GOAL OF THE EXERCISE:
Would you copy every record exactly as it stands and drop the pictures?

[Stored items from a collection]
====================

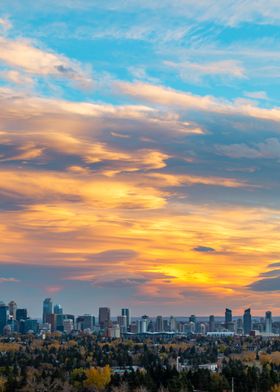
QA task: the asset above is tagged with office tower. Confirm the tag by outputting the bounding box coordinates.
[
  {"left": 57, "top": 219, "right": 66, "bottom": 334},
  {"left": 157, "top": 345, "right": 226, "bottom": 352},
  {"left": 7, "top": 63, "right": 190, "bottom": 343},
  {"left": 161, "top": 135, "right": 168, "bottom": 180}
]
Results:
[
  {"left": 199, "top": 323, "right": 206, "bottom": 335},
  {"left": 225, "top": 308, "right": 232, "bottom": 328},
  {"left": 265, "top": 311, "right": 272, "bottom": 334},
  {"left": 137, "top": 318, "right": 148, "bottom": 333},
  {"left": 189, "top": 314, "right": 196, "bottom": 323},
  {"left": 77, "top": 314, "right": 95, "bottom": 331},
  {"left": 43, "top": 298, "right": 53, "bottom": 323},
  {"left": 155, "top": 315, "right": 163, "bottom": 332},
  {"left": 63, "top": 319, "right": 74, "bottom": 334},
  {"left": 99, "top": 307, "right": 110, "bottom": 328},
  {"left": 209, "top": 315, "right": 215, "bottom": 332},
  {"left": 16, "top": 308, "right": 27, "bottom": 321},
  {"left": 121, "top": 308, "right": 130, "bottom": 329},
  {"left": 117, "top": 315, "right": 127, "bottom": 332},
  {"left": 169, "top": 316, "right": 177, "bottom": 332},
  {"left": 243, "top": 308, "right": 252, "bottom": 335},
  {"left": 0, "top": 302, "right": 9, "bottom": 335},
  {"left": 54, "top": 304, "right": 63, "bottom": 315},
  {"left": 24, "top": 319, "right": 38, "bottom": 334},
  {"left": 8, "top": 301, "right": 17, "bottom": 319}
]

====================

RESULT FOR THIS EXERCISE:
QA task: the asset above is tagged with office tower. Confirm the tag by outputting the bounding box coordinates.
[
  {"left": 57, "top": 219, "right": 66, "bottom": 334},
  {"left": 157, "top": 345, "right": 226, "bottom": 352},
  {"left": 7, "top": 63, "right": 190, "bottom": 343},
  {"left": 161, "top": 135, "right": 168, "bottom": 180}
]
Results:
[
  {"left": 199, "top": 323, "right": 206, "bottom": 335},
  {"left": 225, "top": 308, "right": 232, "bottom": 328},
  {"left": 265, "top": 311, "right": 272, "bottom": 334},
  {"left": 137, "top": 318, "right": 148, "bottom": 333},
  {"left": 189, "top": 314, "right": 196, "bottom": 323},
  {"left": 77, "top": 314, "right": 95, "bottom": 331},
  {"left": 43, "top": 298, "right": 53, "bottom": 323},
  {"left": 155, "top": 315, "right": 163, "bottom": 332},
  {"left": 63, "top": 319, "right": 74, "bottom": 334},
  {"left": 99, "top": 307, "right": 110, "bottom": 328},
  {"left": 209, "top": 315, "right": 215, "bottom": 332},
  {"left": 16, "top": 308, "right": 27, "bottom": 321},
  {"left": 121, "top": 308, "right": 130, "bottom": 329},
  {"left": 117, "top": 315, "right": 127, "bottom": 332},
  {"left": 169, "top": 316, "right": 177, "bottom": 332},
  {"left": 243, "top": 308, "right": 252, "bottom": 335},
  {"left": 0, "top": 302, "right": 9, "bottom": 335},
  {"left": 54, "top": 304, "right": 63, "bottom": 315},
  {"left": 24, "top": 319, "right": 38, "bottom": 334},
  {"left": 8, "top": 301, "right": 17, "bottom": 319}
]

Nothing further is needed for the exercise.